**PROBLEM**
Among the lines below, list those containing the string "negative".

**PROVIDED MATERIAL**
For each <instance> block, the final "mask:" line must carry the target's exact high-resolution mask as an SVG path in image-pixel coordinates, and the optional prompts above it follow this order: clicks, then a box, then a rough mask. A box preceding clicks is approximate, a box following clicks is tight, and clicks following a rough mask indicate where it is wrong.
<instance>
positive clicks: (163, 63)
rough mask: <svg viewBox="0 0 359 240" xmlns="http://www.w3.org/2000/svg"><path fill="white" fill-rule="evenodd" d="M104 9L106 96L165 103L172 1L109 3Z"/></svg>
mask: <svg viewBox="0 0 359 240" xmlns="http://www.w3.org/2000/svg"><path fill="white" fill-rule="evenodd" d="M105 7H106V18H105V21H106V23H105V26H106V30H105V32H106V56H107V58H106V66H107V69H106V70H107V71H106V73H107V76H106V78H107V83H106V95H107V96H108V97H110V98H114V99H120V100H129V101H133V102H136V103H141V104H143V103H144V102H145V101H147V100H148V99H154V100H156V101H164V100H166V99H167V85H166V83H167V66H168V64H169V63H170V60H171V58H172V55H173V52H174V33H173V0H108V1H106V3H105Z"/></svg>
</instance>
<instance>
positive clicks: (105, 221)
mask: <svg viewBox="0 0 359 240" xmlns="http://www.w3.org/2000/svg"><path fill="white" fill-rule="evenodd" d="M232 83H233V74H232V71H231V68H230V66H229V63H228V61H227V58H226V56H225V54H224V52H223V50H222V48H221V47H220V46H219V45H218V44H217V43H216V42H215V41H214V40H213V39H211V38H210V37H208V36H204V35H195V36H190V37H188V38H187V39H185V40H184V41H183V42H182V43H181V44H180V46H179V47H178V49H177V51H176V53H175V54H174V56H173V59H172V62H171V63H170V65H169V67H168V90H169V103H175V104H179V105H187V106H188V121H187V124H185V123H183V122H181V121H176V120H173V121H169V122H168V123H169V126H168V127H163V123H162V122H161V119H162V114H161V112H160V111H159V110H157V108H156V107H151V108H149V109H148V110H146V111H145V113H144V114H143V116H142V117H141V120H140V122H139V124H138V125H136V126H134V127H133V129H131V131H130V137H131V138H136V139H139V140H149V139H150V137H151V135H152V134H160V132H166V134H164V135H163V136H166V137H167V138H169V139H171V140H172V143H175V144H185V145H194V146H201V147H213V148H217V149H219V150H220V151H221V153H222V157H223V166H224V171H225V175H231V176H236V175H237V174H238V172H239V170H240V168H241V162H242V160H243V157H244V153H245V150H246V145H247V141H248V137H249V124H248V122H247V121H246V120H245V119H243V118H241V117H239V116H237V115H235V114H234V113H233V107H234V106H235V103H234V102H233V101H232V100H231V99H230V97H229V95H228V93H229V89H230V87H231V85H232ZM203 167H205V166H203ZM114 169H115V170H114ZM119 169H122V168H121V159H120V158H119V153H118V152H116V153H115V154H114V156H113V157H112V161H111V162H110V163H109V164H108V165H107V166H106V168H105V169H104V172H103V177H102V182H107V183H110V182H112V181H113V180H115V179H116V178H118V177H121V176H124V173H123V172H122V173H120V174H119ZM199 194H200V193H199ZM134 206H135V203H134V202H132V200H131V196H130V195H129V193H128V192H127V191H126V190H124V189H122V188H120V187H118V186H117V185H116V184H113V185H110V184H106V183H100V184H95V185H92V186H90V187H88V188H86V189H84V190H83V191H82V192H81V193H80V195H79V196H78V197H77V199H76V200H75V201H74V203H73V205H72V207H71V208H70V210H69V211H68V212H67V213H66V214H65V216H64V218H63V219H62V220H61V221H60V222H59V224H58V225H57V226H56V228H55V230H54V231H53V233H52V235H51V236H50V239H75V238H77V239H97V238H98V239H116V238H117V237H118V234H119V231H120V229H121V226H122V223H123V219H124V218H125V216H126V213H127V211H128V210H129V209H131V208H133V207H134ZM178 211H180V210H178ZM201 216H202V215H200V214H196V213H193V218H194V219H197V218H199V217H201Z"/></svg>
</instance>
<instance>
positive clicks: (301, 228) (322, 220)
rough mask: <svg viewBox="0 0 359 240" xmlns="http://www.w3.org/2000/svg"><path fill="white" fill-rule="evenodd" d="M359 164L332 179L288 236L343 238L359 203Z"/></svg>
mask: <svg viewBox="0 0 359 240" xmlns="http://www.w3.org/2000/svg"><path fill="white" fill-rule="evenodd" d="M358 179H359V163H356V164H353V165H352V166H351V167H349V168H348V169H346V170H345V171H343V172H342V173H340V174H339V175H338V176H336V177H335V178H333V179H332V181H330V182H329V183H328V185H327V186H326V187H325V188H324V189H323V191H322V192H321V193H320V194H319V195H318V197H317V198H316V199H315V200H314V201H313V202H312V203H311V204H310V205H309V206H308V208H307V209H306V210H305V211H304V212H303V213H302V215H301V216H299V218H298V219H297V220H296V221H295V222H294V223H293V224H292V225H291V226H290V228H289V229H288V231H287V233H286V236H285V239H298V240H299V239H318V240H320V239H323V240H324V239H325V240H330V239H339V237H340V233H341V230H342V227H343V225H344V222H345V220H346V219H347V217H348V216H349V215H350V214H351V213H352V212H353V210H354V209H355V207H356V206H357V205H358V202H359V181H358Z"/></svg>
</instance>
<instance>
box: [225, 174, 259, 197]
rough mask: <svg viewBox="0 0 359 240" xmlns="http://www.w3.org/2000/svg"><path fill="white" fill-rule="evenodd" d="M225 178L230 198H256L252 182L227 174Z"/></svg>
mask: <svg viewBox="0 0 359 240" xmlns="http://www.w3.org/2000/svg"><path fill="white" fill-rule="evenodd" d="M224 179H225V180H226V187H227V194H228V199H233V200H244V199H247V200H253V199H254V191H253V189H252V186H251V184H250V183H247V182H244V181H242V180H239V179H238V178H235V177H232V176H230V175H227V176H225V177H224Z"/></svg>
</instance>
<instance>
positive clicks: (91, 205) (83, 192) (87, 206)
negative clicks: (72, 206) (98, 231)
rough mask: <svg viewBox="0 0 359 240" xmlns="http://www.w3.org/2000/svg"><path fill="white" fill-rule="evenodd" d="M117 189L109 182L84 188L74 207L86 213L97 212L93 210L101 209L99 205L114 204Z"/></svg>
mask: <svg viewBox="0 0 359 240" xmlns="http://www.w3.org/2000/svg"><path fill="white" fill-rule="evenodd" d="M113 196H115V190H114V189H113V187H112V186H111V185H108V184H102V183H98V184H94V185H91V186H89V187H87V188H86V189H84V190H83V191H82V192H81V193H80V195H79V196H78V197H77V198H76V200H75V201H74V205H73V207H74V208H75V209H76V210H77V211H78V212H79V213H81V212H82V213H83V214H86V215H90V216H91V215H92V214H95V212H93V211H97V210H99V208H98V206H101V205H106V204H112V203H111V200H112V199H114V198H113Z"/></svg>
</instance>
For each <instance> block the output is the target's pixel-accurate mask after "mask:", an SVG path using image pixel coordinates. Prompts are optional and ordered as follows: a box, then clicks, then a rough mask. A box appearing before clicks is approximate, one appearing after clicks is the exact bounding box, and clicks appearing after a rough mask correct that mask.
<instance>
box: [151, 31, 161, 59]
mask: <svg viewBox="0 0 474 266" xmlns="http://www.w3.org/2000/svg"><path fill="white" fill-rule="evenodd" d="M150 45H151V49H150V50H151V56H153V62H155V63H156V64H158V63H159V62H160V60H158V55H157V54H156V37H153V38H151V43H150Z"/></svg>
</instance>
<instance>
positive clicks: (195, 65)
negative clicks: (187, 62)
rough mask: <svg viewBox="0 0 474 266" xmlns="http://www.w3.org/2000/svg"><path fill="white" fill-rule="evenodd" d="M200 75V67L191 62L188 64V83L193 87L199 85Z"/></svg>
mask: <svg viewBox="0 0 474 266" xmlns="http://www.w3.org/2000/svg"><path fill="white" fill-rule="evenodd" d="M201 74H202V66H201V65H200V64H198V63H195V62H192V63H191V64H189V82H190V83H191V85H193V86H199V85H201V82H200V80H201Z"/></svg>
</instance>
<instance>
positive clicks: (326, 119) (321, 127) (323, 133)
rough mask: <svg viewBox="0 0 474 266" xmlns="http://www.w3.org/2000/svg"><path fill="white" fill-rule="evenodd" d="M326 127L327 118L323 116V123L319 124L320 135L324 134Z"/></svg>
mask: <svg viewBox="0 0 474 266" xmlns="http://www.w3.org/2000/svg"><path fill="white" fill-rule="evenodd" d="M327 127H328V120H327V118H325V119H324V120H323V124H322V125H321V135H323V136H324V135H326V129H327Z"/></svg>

**OUTPUT OF THE EXERCISE**
negative clicks: (72, 206) (98, 231)
negative clicks: (187, 62)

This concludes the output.